DO THIS :: Display each line of the records below that contains the string "element". Case counts.

RECORD SET ::
◇ ◇ ◇ ◇ ◇

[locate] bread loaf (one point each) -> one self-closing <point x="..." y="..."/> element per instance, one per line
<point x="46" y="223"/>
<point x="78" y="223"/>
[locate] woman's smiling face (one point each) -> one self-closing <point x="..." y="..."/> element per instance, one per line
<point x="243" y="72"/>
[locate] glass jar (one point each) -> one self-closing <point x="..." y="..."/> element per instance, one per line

◇ ◇ ◇ ◇ ◇

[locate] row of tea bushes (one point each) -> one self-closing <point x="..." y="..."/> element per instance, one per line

◇ ◇ ◇ ◇ ◇

CORRECT OUTPUT ::
[locate] bread loaf (one point each) -> one self-closing <point x="..." y="..."/> element per instance, one per line
[locate] woman's smiling face (one point each) -> one self-closing <point x="..." y="..."/> element per instance, one per line
[locate] glass jar (one point each) -> one self-closing <point x="..." y="..."/> element per instance, one per line
[locate] row of tea bushes (one point each) -> one self-closing <point x="..." y="..."/> element per instance, one per line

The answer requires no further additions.